Exercise prompt: Quote all of the data exactly as given. Skip every picture it contains.

------------------------------------------------

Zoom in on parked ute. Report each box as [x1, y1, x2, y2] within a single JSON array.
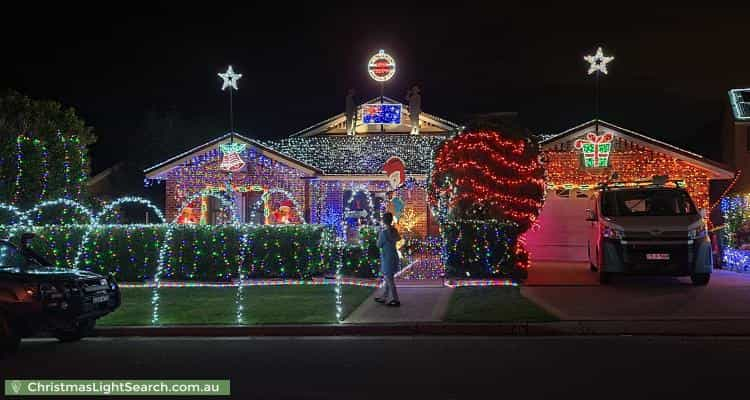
[[586, 179, 712, 285], [0, 234, 120, 354]]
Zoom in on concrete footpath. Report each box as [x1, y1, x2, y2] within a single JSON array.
[[345, 285, 454, 324], [95, 319, 750, 337]]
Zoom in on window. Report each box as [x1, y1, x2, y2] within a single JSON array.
[[244, 192, 264, 224], [601, 189, 697, 217]]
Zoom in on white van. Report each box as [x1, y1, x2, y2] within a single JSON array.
[[586, 181, 712, 285]]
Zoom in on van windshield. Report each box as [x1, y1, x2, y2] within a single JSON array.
[[601, 189, 697, 217]]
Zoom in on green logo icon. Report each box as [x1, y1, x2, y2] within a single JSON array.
[[10, 380, 22, 394]]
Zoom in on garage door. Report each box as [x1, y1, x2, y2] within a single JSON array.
[[524, 188, 591, 262]]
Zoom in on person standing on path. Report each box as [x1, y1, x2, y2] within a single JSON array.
[[375, 212, 401, 307]]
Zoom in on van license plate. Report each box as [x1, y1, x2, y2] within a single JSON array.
[[93, 295, 109, 304], [646, 253, 670, 260]]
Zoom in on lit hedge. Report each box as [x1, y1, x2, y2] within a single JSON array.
[[339, 226, 379, 278], [0, 224, 353, 282], [442, 220, 526, 280]]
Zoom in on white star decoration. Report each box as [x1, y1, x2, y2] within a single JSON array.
[[218, 65, 242, 91], [584, 47, 614, 75]]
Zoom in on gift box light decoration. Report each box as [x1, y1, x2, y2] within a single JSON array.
[[544, 138, 713, 210], [574, 132, 613, 168]]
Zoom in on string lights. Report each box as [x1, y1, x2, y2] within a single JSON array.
[[7, 133, 88, 208], [544, 139, 713, 209], [584, 46, 614, 75], [428, 131, 545, 234]]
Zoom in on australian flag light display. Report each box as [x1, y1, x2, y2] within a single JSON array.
[[362, 104, 402, 125]]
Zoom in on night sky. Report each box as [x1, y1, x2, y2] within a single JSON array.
[[2, 4, 749, 174]]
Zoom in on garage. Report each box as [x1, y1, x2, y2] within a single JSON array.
[[525, 188, 591, 262], [525, 120, 734, 265]]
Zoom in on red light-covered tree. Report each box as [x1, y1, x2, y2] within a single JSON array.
[[428, 130, 545, 233]]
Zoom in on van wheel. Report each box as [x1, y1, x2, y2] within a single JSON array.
[[54, 319, 95, 343], [1, 313, 20, 355], [691, 273, 710, 286], [599, 270, 612, 284]]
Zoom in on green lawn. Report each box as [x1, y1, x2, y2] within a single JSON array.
[[98, 285, 374, 326], [444, 287, 558, 323]]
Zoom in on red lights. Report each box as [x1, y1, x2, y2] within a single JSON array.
[[428, 130, 545, 233]]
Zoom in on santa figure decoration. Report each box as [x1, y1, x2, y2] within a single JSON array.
[[382, 156, 406, 190], [272, 199, 296, 224]]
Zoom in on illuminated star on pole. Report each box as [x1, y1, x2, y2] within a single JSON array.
[[218, 65, 242, 90], [584, 47, 614, 75]]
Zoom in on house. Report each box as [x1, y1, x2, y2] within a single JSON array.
[[721, 88, 750, 193], [143, 96, 461, 237], [525, 119, 735, 261]]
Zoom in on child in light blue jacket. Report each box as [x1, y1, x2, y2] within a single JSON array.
[[375, 212, 401, 306]]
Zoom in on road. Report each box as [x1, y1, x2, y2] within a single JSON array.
[[2, 336, 749, 399]]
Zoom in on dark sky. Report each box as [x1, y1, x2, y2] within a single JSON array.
[[2, 4, 749, 173]]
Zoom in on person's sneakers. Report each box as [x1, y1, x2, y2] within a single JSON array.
[[387, 300, 401, 307], [374, 297, 386, 304]]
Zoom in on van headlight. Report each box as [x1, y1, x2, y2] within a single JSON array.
[[689, 223, 708, 240], [602, 224, 624, 239]]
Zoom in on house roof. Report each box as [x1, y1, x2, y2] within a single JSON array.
[[264, 134, 450, 175], [290, 96, 462, 137], [729, 88, 750, 121], [143, 132, 323, 179], [541, 119, 735, 180], [144, 96, 461, 178]]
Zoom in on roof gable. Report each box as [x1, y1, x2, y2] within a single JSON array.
[[291, 96, 461, 137], [541, 119, 734, 180], [143, 132, 321, 179]]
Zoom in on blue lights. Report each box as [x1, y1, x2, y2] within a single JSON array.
[[362, 104, 402, 125]]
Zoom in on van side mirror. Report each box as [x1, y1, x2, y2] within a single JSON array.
[[585, 209, 596, 221]]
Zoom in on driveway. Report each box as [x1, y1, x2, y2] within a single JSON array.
[[522, 261, 750, 320]]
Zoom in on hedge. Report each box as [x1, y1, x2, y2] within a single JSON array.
[[2, 221, 526, 281], [339, 226, 379, 278], [442, 220, 526, 279], [0, 224, 373, 282]]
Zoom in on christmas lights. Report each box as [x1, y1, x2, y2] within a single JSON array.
[[574, 132, 613, 168], [544, 143, 713, 210], [367, 49, 396, 82], [219, 142, 247, 172], [728, 88, 750, 121], [342, 184, 377, 241], [218, 65, 242, 91], [98, 196, 167, 224], [720, 194, 750, 249], [444, 279, 518, 288], [117, 278, 379, 288], [362, 104, 402, 125], [428, 131, 545, 233], [6, 133, 89, 208], [264, 134, 446, 174], [441, 219, 525, 278], [721, 248, 750, 273], [584, 46, 614, 75]]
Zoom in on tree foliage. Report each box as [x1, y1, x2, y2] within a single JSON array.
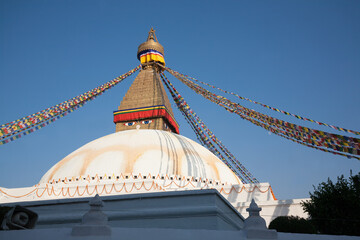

------------------------------------------------

Reply:
Zoom in on parked ute. Report each box as [x1, y1, x2, y2] within a single JSON array.
[[586, 179, 712, 285], [0, 234, 120, 354]]
Zoom in on concrete footpath. Report each box as [x1, y1, x2, y2] within a single JSON array.
[[345, 285, 454, 324], [95, 319, 750, 337]]
Zoom in on window. Report each box as [x1, y1, x2, y2] within a single JSON array.
[[244, 192, 264, 224], [601, 189, 697, 217]]
Zoom in on white van. Report each box as [x1, y1, x2, y2] within a single JSON array.
[[586, 181, 712, 285]]
Zoom in on van windshield. Report each box as [x1, y1, x2, y2] within a single JSON array.
[[601, 189, 697, 217]]
Zoom in on green logo icon. Report each box as [x1, y1, x2, y2] within a single JSON array.
[[10, 380, 22, 394]]
Zoom in on garage door. Report each box as [x1, y1, x2, y2] within a single JSON array.
[[524, 188, 591, 262]]
Zoom in on person standing on path. Report each box as [x1, y1, x2, y2] within a single JSON array.
[[375, 212, 401, 307]]
Zoom in on van license plate. Report each box as [x1, y1, x2, y2] within a single JSON array.
[[93, 295, 109, 304], [646, 253, 670, 260]]
Zoom in on lit hedge. Report each box as [x1, y1, x2, y2] within a single JSON array.
[[339, 226, 379, 278], [0, 224, 353, 282], [442, 220, 526, 280]]
Zoom in on white star decoration. Report each box as [x1, y1, x2, y2] within a single JSON array.
[[218, 65, 242, 91], [584, 47, 614, 75]]
Zoom in on gift box light decoration. Report each box as [x1, y1, x2, y2] within a single JSON array.
[[544, 138, 713, 210], [574, 132, 613, 168]]
Zoom in on string lights. Report each box as [x1, y1, x2, y2] within a single JSON array.
[[7, 133, 88, 208], [544, 139, 713, 209], [584, 46, 614, 75], [428, 131, 545, 234]]
Zoom in on australian flag light display. Report each box as [x1, y1, x2, y2] within a single JSON array.
[[362, 104, 402, 125]]
Zoom in on night sky. Report each box as [x1, y1, x2, y2] within a single JSON array.
[[2, 4, 749, 174]]
Zoom in on garage. Report each box as [x1, y1, x2, y2] within a single JSON array.
[[525, 188, 591, 262], [525, 120, 734, 265]]
Zoom in on red light-covered tree. Report each box as [x1, y1, x2, y2] within a single JSON array.
[[428, 130, 545, 233]]
Zoom in on van wheel. Report each box as [x1, y1, x2, y2] within a single JSON array.
[[54, 319, 95, 343], [1, 313, 20, 355], [691, 273, 710, 286], [599, 270, 612, 284]]
Zoom in on green lawn. Report each box as [x1, y1, x2, y2] within a single JSON array.
[[98, 285, 374, 326], [444, 287, 558, 323]]
Zoom in on red lights. Report each box as [x1, y1, x2, y2] within a single JSON array.
[[428, 130, 545, 233]]
Zoom in on santa figure decoration. Report each box as [x1, y1, x2, y2] within a single JSON array.
[[382, 156, 406, 190], [272, 199, 296, 224]]
Zoom in on illuminated star on pole. Report each box as [x1, y1, x2, y2] within a single JSON array.
[[218, 65, 242, 90], [584, 47, 614, 75]]
Zoom in on house. Report each box as [x1, y1, x2, y2] within a single JSON array.
[[721, 88, 750, 193], [143, 96, 461, 237], [525, 119, 735, 261]]
Zoom in on child in light blue jacket. Report each box as [x1, y1, x2, y2] within a single JSON array.
[[375, 212, 401, 306]]
Zoom in on road. Report each box as [x1, y1, x2, y2] within a single JSON array.
[[2, 336, 749, 399]]
Zoom in on dark sky. Report each box as [x1, y1, x2, y2] within a single JSON array.
[[2, 4, 749, 173]]
Zoom in on person's sneakers. Report each box as [x1, y1, x2, y2] within a single JSON array.
[[387, 300, 401, 307], [374, 297, 386, 304]]
Zoom in on van headlight. Report each box as [x1, y1, x2, y2] within a single JSON array.
[[689, 223, 708, 240], [602, 224, 624, 239]]
Zoom in on house roof. Report each box as [x1, y1, x2, y2] within a single JSON array.
[[264, 134, 450, 175], [290, 96, 462, 137], [729, 88, 750, 121], [143, 132, 323, 179], [541, 119, 735, 180], [144, 96, 461, 178]]
Zoom in on roof gable. Report each box as [x1, y1, x2, y2] within a single JSON array.
[[291, 96, 461, 137], [541, 119, 734, 180], [143, 132, 321, 179]]
Zoom in on blue lights. Report each box as [x1, y1, x2, y2] within a single JSON array.
[[362, 104, 402, 125]]
Zoom in on van side mirror. Report each box as [x1, y1, x2, y2] within a single JSON array.
[[585, 209, 596, 221]]
Zoom in on driveway. Report each box as [x1, y1, x2, y2] within a single JSON array.
[[522, 261, 750, 320]]
Zoom in on hedge. Report each box as [x1, y1, x2, y2] within a single JSON array.
[[2, 221, 526, 281], [339, 226, 379, 278], [442, 220, 526, 279], [0, 224, 373, 282]]
Zoom in on christmas lights. Report each box as [x1, y1, x2, y2] within a single JSON array.
[[574, 132, 613, 168], [544, 143, 713, 210], [367, 49, 396, 82], [219, 142, 247, 172], [728, 88, 750, 121], [342, 184, 377, 241], [218, 65, 242, 91], [98, 196, 167, 224], [720, 194, 750, 249], [444, 279, 518, 288], [117, 278, 379, 288], [362, 104, 402, 125], [428, 131, 545, 233], [6, 133, 89, 208], [264, 134, 446, 174], [441, 219, 525, 278], [721, 248, 750, 273], [584, 46, 614, 75]]
Zoom in on tree foliage. Report each box as [x1, y1, x2, y2] within a single JSON array.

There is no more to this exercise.